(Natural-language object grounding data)
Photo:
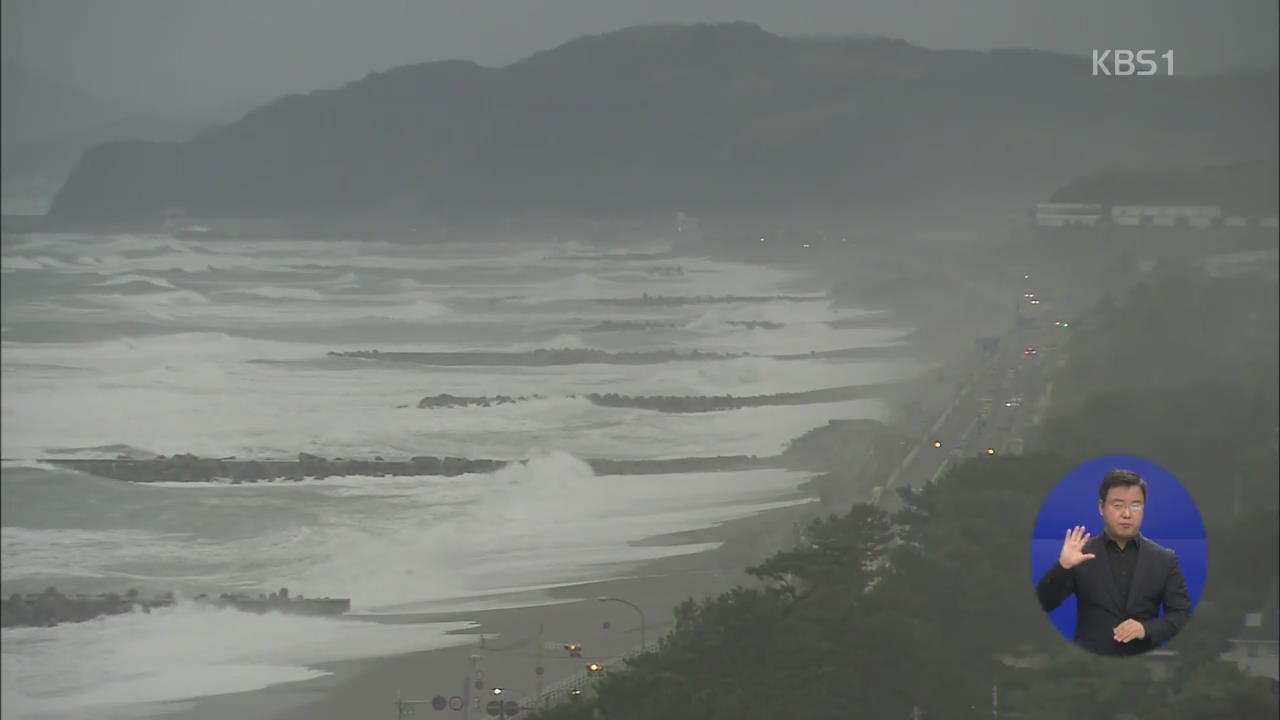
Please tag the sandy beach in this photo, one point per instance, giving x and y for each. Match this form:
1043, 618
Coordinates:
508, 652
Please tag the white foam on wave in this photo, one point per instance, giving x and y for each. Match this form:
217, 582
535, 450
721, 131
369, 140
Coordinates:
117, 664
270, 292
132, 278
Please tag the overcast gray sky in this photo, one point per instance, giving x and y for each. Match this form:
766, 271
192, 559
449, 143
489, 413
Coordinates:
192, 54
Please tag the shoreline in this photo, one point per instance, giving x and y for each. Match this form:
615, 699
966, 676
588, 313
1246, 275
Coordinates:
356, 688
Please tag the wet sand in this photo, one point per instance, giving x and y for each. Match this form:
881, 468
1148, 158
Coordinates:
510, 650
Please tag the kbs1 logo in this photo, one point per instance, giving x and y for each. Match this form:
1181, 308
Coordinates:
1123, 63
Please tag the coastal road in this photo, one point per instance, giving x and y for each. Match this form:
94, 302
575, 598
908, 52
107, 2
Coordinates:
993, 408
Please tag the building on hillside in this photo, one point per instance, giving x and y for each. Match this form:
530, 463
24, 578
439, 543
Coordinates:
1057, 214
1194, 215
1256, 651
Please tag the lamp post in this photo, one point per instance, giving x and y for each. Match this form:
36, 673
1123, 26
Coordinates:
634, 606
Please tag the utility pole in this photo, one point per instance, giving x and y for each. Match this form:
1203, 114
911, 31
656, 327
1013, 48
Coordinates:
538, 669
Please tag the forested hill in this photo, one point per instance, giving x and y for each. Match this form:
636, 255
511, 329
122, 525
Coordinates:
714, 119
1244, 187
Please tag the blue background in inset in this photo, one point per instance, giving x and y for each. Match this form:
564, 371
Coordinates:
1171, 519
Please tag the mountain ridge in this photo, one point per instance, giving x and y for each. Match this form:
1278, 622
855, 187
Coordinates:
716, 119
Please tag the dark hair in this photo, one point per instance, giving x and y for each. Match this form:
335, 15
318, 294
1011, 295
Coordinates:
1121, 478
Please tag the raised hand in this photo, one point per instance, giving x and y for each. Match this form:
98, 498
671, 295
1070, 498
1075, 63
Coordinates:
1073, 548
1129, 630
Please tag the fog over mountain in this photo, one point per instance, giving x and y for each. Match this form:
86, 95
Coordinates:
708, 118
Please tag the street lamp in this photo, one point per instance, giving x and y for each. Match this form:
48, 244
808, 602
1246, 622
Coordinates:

Problem requirements :: Taking the records above as input, show every line in which the word "mountain" is present.

Result of the task ::
Please tag the mountain ridge in this photo, one point per instance, giving x and y for each. Match this form:
Please tag the fog over mountain in this photo, one point per instance, giving x and y for each. Match this form:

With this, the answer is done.